_Questions_
**1)** Name every club listed in the "Senior career" table of the Kaylan Williams profile.
**2)** Quote the Kaylan Williams profile word for word, everything from "- 2016–2019: New" down to "Moscow / 29 / (2)".

Kaylan Williams

Personal information
- Full name: Kaylan Rose Bradford Williams
- Date of birth: July 27, 1998 (age 28)
- Place of birth: Fort Wayne, Indiana, United States
- Height: 1.78 m (5 ft 10 in)
- Position: Striker

Team information
- Current team: Dynamo Moscow
- Number: 6

College career
- Years: Team / Apps / (Gls)
- 2016–2019: New Hampshire Wildcats

Senior career*
- Years: Team / Apps / (Gls)
- 2020–2021: FC Ramat HaSharon
- 2021–2022: WFC Lokomotiv Moscow / 29 / (2)
- 2023–: Dynamo Moscow / 57 / (23)

= Kaylan Williams =

American soccer player (born 1998)

Kaylan Rose Bradford Williams (born July 27, 1998) is an American soccer player who plays as a striker for Dynamo Moscow.

==Early life==
Williams grew up in Marion, Indiana, United States.

==Career==

Williams played for Russian side WVC Dynamo Moscow, where she was regarded as one of the club's most important players.

==Style of play==

Williams mainly operates as a striker and was described as "at Dinamo, she has been playing primarily as a number nine in attack, after playing as a right-sided center back in pre-season".

==Personal life==

Williams has aspired to become a surgeon.

_Recorded information_
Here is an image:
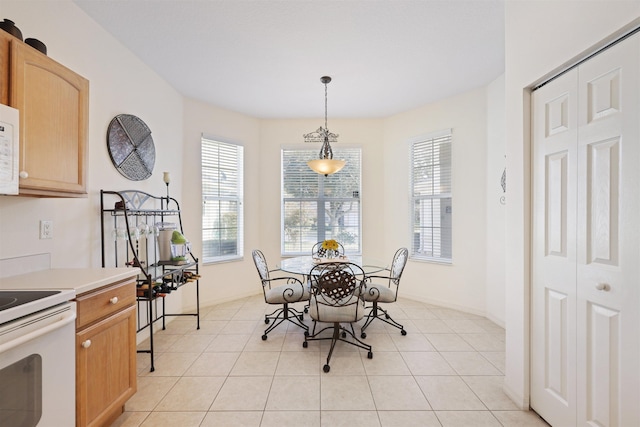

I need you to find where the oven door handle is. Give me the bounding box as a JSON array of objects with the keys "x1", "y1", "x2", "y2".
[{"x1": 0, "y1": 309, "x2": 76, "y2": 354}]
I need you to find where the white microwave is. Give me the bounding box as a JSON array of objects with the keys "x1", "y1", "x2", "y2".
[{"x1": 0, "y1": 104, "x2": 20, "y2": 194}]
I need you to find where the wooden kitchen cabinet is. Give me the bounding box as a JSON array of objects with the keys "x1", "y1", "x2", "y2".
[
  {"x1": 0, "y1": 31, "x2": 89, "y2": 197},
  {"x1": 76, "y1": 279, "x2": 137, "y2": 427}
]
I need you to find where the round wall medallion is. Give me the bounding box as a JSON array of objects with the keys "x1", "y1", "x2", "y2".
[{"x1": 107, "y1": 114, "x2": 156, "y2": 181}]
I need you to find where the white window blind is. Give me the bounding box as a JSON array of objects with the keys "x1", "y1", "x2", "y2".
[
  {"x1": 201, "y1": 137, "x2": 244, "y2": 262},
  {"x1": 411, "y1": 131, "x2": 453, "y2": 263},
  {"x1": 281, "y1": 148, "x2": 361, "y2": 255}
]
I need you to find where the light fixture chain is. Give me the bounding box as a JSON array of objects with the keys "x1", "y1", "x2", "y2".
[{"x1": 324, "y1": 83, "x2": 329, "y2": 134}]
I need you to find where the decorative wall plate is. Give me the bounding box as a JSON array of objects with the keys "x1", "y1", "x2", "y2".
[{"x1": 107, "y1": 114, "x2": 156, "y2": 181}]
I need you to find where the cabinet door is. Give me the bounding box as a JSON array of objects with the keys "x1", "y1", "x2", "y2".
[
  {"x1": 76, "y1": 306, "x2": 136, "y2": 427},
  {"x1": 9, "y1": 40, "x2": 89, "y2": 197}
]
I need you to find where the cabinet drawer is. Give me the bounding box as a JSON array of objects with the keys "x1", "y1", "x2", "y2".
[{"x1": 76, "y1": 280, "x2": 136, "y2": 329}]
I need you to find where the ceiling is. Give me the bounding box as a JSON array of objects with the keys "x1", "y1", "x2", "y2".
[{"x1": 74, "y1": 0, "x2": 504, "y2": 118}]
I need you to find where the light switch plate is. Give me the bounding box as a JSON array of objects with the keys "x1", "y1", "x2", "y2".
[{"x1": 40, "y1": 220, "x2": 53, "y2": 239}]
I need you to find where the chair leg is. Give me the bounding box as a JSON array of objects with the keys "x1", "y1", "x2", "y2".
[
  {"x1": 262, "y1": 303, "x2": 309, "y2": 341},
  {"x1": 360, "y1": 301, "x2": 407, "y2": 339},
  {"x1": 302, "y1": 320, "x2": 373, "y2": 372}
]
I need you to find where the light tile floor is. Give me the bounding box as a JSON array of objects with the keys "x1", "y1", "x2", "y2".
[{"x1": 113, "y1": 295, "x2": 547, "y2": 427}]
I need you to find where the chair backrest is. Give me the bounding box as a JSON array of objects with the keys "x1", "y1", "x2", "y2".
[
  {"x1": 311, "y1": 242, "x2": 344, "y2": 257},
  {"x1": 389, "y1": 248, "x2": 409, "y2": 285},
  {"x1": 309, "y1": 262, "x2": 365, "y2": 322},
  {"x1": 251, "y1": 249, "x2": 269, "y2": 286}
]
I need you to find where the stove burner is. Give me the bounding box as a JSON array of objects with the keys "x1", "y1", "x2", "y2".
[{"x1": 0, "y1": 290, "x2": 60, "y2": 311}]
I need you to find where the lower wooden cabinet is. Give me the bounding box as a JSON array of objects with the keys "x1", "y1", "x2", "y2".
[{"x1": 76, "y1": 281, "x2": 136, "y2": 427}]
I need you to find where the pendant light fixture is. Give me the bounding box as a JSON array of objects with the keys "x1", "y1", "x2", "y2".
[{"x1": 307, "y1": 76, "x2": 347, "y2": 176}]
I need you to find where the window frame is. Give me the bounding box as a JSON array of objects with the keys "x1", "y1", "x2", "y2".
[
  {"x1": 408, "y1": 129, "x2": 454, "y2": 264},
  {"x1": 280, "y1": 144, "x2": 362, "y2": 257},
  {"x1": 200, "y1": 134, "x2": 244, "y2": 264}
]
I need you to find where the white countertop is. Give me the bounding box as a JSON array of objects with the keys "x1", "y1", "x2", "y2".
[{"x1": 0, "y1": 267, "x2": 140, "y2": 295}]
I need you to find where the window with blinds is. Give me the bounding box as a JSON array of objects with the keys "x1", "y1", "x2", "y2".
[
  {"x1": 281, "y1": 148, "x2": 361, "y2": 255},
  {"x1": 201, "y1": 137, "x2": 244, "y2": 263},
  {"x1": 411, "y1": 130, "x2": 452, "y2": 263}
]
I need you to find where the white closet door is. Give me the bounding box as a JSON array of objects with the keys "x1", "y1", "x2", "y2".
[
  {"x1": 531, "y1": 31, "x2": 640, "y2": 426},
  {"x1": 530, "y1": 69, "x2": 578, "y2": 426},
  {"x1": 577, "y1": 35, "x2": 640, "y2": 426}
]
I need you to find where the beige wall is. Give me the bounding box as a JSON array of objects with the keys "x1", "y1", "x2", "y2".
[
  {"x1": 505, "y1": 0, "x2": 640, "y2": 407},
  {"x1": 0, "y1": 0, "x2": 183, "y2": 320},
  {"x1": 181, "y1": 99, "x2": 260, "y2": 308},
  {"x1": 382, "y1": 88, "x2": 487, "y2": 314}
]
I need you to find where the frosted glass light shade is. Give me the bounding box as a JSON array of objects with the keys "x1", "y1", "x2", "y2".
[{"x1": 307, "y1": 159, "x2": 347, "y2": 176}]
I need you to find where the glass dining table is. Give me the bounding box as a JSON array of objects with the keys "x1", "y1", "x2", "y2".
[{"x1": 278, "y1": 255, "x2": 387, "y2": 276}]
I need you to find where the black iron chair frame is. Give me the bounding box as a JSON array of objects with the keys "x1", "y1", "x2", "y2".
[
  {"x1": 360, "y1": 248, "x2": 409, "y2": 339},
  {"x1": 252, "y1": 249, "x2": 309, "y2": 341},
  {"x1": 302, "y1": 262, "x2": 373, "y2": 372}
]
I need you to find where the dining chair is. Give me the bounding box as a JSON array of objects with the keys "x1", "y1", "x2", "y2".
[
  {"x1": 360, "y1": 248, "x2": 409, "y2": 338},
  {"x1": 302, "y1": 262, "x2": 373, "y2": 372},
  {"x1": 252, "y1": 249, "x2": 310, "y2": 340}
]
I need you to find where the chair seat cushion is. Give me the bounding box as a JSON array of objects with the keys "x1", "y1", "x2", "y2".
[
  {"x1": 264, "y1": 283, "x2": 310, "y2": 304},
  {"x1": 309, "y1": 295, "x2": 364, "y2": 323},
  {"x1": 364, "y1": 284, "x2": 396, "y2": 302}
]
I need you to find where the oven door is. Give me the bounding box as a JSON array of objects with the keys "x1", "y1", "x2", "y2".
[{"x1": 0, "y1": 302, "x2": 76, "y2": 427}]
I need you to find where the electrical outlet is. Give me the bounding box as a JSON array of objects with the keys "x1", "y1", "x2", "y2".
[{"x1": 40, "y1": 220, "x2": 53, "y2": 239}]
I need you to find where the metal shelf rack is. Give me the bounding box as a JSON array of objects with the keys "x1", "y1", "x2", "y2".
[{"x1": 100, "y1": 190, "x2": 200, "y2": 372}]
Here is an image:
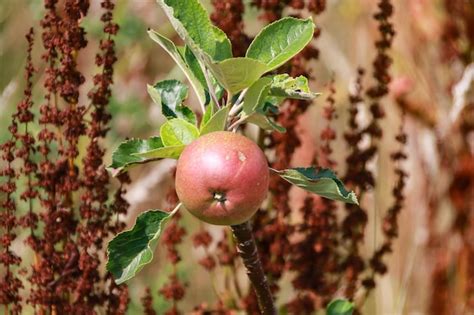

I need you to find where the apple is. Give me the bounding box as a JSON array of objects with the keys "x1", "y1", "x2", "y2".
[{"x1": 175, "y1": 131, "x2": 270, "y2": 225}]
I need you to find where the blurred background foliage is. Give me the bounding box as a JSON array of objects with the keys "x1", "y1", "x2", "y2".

_Results of the tasks_
**1)** FC Ramat HaSharon, WFC Lokomotiv Moscow, Dynamo Moscow

**2)**
- 2016–2019: New Hampshire Wildcats

Senior career*
- Years: Team / Apps / (Gls)
- 2020–2021: FC Ramat HaSharon
- 2021–2022: WFC Lokomotiv Moscow / 29 / (2)